*取り組む課題*
a) 西山先生へのインタビュー記事に照らして、次の記述(i)～(iii)がそれぞれ合っているかを「はい」か「いいえ」で答え、判断の決め手となる記事中の語句をそのまま引用してください。(i) 西山先生は第二外国語としてドイツ語を選択していた。(ii) 西洋史学科で近現代史を専門とする先生は7名いた。(iii) 高校時代の世界史の先生はフランスに留学していた。
b) 西山先生へのインタビュー記事から、「Faculty of International」から「るもので、運がよかったです。」までの部分を一字一句違えずに書き写してください。
c) 西山先生へのインタビュー記事の本文が途切れているところから、その続きを書いてください。

*抜粋した本文*
====

Faculty of International Studies
更新日:2024年10月23日
学生の活動
【国際学部】学生広報委員による先生インタビュー⑤ ~西山先生編~
みなさん、こんにちは。学生広報委員の宮地理子です。
国際学部の先生方に「20代前半は何をし、何を考えていたのか」インタビューする企画の第5回は西山暁義先生にインタビューしました。
Q1, 大学時代は何を学んでいましたか?その分野を専攻にしたきっかけはありますか?
東京大学文科Ⅲ類に進学し、3年次から「進振り(東京大学独自の学科振分け制度)」で文学部西洋史学科に進みました。もともと歴史が好きで、日本史に興味があったのですが、高校時代の世界史の先生がドイツに留学し、ドイツの歴史を専門にしていて、その先生のスケールの大きな授業に影響を受けたこともあり、最終的に日本史?東洋史?西洋史の2つの学科の中から西洋史を選択しました。西洋史の先生は全部で7名、近現代史はイギリス、フランス、ドイツ、ロシアを専門とする4名の先生がいましたが、ヨーロッパの歴史は1つの国だけで完結するものでないと思っていたので、どれか1つを選ぶことには少し違和感がありました。結局、第二外国語でドイツ語を選択していたこともあり、ドイツ史を選んだのですが、私の先生はちょうど東大に着任されたばかりで、授業はとても知的刺激に満ちた、学び考えることの楽しさを感じられるもので、運がよかったです。

====

*利用できるデータ*

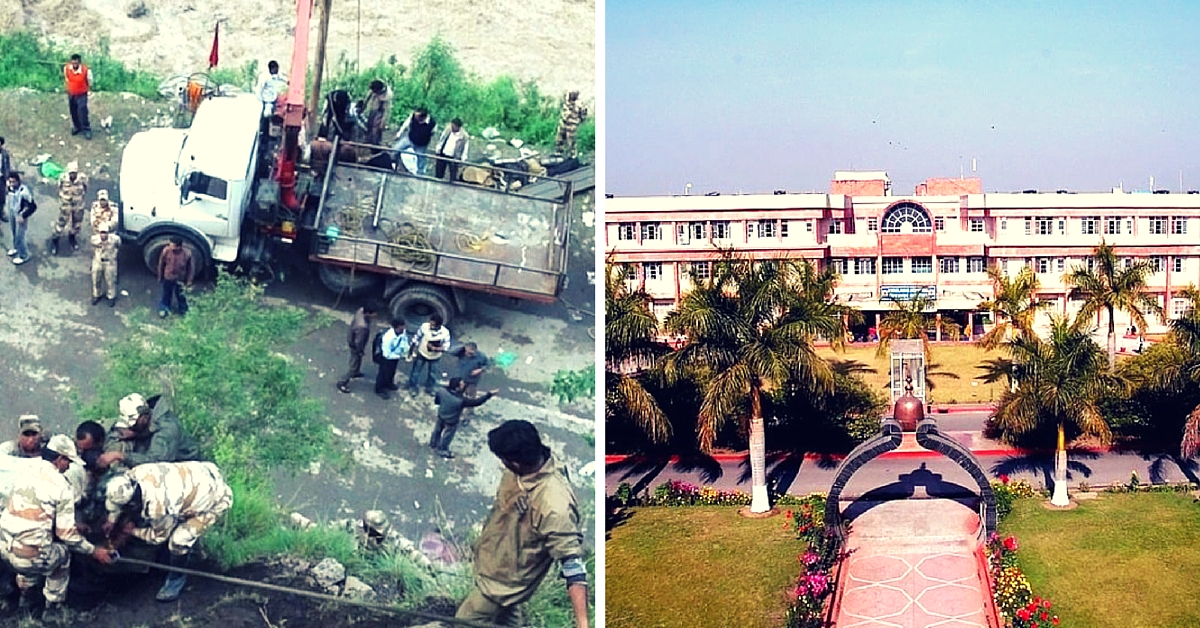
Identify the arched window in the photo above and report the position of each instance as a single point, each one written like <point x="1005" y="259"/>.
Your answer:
<point x="907" y="217"/>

====

*課題ごとの解答*
a)
(i) はい。「第二外国語でドイツ語を選択していた」
(ii) いいえ。「近現代史はイギリス、フランス、ドイツ、ロシアを専門とする4名の先生がいました」
(iii) いいえ。「高校時代の世界史の先生がドイツに留学し」

b)
Faculty of International Studies
更新日:2024年10月23日
学生の活動
【国際学部】学生広報委員による先生インタビュー⑤ ~西山先生編~
みなさん、こんにちは。学生広報委員の宮地理子です。
国際学部の先生方に「20代前半は何をし、何を考えていたのか」インタビューする企画の第5回は西山暁義先生にインタビューしました。
Q1, 大学時代は何を学んでいましたか?その分野を専攻にしたきっかけはありますか?
東京大学文科Ⅲ類に進学し、3年次から「進振り(東京大学独自の学科振分け制度)」で文学部西洋史学科に進みました。もともと歴史が好きで、日本史に興味があったのですが、高校時代の世界史の先生がドイツに留学し、ドイツの歴史を専門にしていて、その先生のスケールの大きな授業に影響を受けたこともあり、最終的に日本史?東洋史?西洋史の2つの学科の中から西洋史を選択しました。西洋史の先生は全部で7名、近現代史はイギリス、フランス、ドイツ、ロシアを専門とする4名の先生がいましたが、ヨーロッパの歴史は1つの国だけで完結するものでないと思っていたので、どれか1つを選ぶことには少し違和感がありました。結局、第二外国語でドイツ語を選択していたこともあり、ドイツ史を選んだのですが、私の先生はちょうど東大に着任されたばかりで、授業はとても知的刺激に満ちた、学び考えることの楽しさを感じられるもので、運がよかったです。

c)
卒業論文では、現在フランス東部に位置し、歴史的には戦争のたびにフランスとドイツの間で奪い合いとなっていたアルザス=ロレーヌ地方の歴史を取り上げました。これは、先ほどもふれたように、まさに国家がひしめき合い、その境界がしばしば動くこと自体が―島国の日本では理解しにくい―ヨーロッパの特徴ではないか、と考えたことと、そうした境界に住む人たちにとって国家や国民とは何を意味するのだろう、と疑問を持ち、調べたいと思うようになったからです。大学院ではこの地域の人々が併合をどのように受け入れたのか、また受け入れなかったのか、普仏戦争から第一次世界大戦までの、約半世紀(1871~1918年)のアルザス=ロレーヌ地方における教育政策をテーマにしました。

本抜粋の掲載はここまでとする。